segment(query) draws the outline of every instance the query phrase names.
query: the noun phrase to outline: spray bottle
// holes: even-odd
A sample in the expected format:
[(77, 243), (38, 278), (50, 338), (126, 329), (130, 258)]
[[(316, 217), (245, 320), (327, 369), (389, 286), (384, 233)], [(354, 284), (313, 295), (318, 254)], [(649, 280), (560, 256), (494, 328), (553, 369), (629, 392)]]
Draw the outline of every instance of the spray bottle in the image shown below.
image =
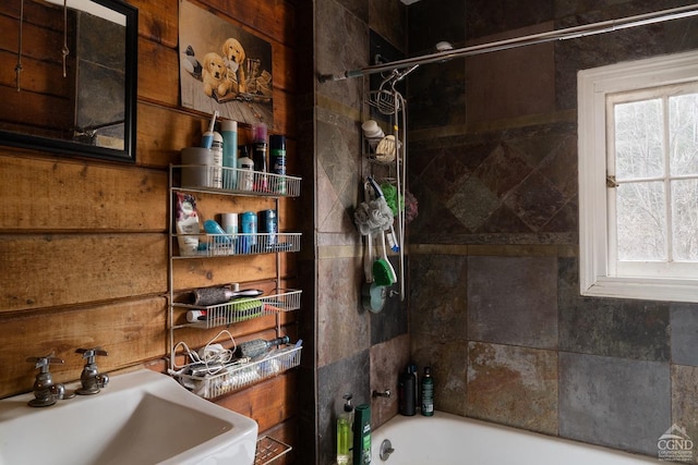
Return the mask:
[(238, 168), (238, 122), (221, 121), (220, 134), (222, 135), (222, 188), (230, 191), (236, 186), (234, 168)]
[(345, 400), (344, 412), (337, 416), (337, 465), (349, 465), (353, 446), (351, 393), (342, 395), (342, 399)]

====

- _GIVEN PROBLEM_: Update the entries above so that "outline" becomes "contour" wherever it appears, with everything else left as is. Omit the pictures from your answer.

- _THE RESPONSE_:
segment(query) draws the contour of every instance the query phrase names.
query: the noun phrase to contour: spray bottle
// holes: even-odd
A sample in the expected format:
[(77, 243), (38, 278), (50, 338), (126, 329), (130, 258)]
[[(316, 217), (245, 320), (327, 369), (389, 286), (384, 233)], [(354, 284), (313, 295), (318, 254)], [(649, 280), (560, 256), (494, 328), (553, 369), (629, 392)]]
Draw the contour of every instance of the spray bottle in the image shown below.
image =
Return the mask:
[(238, 168), (238, 122), (221, 121), (220, 134), (222, 135), (222, 188), (230, 191), (236, 186), (234, 168)]
[(345, 400), (344, 412), (337, 416), (337, 465), (349, 465), (353, 446), (351, 393), (342, 395), (342, 399)]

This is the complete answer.